◆ DATASET ROWS:
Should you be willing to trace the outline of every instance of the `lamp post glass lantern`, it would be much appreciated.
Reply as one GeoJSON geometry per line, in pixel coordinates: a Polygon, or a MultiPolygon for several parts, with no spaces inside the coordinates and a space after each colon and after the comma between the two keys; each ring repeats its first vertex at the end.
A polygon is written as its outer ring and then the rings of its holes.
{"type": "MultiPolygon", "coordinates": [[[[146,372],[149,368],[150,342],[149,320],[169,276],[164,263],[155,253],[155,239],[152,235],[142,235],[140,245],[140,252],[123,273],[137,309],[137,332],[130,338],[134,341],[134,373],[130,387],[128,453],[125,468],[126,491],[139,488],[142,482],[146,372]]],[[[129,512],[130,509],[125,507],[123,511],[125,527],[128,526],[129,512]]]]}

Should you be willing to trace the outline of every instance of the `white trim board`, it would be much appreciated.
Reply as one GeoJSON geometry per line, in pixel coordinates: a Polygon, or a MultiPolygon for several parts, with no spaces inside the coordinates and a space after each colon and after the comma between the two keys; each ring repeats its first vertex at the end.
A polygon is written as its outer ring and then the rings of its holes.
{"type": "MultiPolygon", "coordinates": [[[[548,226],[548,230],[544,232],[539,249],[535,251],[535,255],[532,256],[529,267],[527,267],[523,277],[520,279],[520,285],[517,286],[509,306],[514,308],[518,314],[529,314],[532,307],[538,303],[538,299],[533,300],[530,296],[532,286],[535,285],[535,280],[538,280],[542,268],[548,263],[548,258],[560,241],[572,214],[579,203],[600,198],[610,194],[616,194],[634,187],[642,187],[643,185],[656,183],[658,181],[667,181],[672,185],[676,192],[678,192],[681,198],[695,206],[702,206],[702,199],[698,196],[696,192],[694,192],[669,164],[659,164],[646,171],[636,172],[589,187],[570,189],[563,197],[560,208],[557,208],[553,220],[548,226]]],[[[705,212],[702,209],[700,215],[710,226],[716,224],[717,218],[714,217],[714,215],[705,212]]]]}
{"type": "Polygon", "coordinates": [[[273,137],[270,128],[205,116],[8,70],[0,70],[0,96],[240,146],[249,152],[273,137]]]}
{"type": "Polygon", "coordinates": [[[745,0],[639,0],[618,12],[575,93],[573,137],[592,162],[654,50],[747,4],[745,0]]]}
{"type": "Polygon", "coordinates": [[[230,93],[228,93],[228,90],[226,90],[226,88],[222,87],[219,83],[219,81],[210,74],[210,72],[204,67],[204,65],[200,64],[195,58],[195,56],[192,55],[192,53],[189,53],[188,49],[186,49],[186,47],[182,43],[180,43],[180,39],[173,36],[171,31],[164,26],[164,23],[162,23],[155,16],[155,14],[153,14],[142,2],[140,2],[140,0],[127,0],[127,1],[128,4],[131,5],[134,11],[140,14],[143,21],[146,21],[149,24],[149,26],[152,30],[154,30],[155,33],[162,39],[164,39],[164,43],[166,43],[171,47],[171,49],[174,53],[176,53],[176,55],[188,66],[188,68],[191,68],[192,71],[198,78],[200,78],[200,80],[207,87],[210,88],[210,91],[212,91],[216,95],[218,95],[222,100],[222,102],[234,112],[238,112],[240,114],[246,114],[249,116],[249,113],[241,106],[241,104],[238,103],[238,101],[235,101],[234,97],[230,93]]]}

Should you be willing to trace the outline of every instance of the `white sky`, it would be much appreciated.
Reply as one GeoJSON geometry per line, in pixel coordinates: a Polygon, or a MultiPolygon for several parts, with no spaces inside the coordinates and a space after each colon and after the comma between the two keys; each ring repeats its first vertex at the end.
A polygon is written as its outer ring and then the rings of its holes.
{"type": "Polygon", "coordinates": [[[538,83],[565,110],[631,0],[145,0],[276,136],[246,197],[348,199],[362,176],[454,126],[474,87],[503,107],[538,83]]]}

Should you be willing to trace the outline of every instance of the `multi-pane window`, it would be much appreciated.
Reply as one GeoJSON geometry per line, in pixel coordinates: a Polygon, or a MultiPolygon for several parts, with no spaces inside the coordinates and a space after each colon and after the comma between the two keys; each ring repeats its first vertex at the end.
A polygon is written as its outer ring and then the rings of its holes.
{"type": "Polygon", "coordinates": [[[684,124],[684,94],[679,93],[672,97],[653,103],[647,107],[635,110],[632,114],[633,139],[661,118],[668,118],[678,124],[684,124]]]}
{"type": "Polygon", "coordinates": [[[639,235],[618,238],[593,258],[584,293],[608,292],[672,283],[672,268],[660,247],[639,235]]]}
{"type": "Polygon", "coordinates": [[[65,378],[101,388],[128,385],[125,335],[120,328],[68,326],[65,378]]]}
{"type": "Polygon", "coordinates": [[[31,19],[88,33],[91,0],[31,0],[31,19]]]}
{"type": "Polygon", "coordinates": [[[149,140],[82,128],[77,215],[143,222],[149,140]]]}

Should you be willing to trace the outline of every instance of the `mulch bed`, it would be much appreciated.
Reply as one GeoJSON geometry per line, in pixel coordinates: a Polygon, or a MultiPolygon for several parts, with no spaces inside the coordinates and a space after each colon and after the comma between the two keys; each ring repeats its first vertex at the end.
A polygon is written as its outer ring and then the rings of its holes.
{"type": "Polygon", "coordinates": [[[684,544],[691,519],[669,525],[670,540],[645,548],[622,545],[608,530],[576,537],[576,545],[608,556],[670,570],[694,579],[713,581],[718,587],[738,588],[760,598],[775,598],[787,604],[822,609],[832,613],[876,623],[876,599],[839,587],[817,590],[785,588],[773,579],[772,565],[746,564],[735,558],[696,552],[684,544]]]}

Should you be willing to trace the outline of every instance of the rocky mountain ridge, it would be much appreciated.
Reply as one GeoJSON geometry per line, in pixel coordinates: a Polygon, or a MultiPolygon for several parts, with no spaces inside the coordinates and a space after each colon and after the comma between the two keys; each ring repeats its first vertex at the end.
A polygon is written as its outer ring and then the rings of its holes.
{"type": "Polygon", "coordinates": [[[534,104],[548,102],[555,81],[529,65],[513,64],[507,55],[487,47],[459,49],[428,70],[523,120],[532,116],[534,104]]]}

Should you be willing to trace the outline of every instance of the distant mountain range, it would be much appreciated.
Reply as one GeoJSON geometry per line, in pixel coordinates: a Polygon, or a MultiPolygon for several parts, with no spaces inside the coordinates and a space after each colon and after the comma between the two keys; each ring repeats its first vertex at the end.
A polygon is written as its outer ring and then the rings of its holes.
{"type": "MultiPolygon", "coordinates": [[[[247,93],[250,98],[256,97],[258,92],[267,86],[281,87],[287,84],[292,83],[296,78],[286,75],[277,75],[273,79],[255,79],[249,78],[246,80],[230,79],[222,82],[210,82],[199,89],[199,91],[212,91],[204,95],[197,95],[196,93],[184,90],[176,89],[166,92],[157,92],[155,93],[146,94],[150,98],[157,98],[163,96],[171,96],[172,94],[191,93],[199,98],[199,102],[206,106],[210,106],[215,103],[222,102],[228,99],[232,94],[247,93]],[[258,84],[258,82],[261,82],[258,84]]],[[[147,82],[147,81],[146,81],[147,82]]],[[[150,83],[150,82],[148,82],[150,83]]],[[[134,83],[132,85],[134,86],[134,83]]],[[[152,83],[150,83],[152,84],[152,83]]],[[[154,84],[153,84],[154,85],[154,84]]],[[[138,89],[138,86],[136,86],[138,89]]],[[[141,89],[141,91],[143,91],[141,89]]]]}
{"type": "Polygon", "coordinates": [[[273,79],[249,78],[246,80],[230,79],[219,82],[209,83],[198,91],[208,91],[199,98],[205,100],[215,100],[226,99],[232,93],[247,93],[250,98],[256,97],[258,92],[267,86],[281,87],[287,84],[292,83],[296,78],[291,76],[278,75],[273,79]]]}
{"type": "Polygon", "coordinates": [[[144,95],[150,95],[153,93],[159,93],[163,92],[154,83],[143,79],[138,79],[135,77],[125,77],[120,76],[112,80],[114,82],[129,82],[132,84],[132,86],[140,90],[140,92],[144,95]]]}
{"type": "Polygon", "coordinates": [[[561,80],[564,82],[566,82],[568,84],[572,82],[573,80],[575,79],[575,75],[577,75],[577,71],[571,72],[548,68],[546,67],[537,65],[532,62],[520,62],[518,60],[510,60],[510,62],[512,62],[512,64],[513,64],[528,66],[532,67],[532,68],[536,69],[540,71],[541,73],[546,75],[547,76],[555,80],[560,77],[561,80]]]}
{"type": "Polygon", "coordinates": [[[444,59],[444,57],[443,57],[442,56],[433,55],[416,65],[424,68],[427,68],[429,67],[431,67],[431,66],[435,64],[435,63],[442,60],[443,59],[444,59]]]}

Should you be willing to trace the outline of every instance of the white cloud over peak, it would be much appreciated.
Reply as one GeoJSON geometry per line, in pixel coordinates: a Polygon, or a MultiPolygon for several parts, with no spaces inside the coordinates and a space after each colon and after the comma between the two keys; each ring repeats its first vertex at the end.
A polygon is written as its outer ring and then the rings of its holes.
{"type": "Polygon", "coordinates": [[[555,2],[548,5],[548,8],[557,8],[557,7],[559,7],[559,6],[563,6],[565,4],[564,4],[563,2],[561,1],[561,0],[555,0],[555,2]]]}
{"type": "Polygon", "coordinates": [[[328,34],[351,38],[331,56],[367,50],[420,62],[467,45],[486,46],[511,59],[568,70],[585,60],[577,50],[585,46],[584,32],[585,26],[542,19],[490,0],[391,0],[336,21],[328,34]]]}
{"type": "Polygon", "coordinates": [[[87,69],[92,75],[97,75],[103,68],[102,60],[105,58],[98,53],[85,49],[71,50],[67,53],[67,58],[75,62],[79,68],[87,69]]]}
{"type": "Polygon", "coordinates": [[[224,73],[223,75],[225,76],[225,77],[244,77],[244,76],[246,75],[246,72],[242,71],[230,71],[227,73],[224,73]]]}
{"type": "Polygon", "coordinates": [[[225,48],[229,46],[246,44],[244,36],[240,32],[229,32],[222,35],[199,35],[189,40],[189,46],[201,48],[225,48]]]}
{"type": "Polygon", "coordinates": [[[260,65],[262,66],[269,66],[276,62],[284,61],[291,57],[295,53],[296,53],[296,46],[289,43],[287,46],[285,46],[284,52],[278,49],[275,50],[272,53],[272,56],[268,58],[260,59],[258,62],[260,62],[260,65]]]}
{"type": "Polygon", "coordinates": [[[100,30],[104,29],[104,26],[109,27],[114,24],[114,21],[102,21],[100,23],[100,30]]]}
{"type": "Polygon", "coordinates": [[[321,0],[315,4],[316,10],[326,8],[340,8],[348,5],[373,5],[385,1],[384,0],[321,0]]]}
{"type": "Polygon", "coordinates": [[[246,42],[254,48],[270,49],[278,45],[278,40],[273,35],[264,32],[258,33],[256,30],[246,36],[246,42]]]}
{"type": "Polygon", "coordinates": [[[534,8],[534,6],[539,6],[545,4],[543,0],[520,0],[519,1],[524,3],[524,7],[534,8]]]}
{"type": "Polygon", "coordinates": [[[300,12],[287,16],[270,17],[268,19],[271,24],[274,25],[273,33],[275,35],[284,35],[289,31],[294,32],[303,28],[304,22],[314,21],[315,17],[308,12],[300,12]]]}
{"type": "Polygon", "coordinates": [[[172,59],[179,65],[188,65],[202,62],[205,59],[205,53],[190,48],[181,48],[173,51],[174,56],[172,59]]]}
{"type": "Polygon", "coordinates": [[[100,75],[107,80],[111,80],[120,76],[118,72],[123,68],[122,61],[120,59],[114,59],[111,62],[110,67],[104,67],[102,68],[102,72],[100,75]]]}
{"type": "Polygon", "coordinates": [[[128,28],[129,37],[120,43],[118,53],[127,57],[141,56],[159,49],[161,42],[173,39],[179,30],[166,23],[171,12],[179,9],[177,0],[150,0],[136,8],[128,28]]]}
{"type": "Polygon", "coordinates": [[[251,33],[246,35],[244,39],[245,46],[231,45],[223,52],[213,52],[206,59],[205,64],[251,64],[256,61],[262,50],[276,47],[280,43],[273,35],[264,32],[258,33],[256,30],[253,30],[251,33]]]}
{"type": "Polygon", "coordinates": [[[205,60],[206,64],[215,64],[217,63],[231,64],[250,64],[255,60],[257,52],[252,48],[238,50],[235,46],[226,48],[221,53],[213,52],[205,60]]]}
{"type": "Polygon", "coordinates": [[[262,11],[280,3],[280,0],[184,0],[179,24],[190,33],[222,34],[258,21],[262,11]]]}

◆ DIRECTIONS:
Find each line in the records above that contains the word "white" and copy those lines in full.

◆ RESULT OF THE EXERCISE:
Should you be willing to trace the outline of every instance of the `white trim board`, it would be much appreciated.
Should you be willing to trace the outline of every instance of the `white sky`, it would be much appreciated.
Should you be willing to trace the outline of every instance of the white cloud over peak, it would be much appreciated.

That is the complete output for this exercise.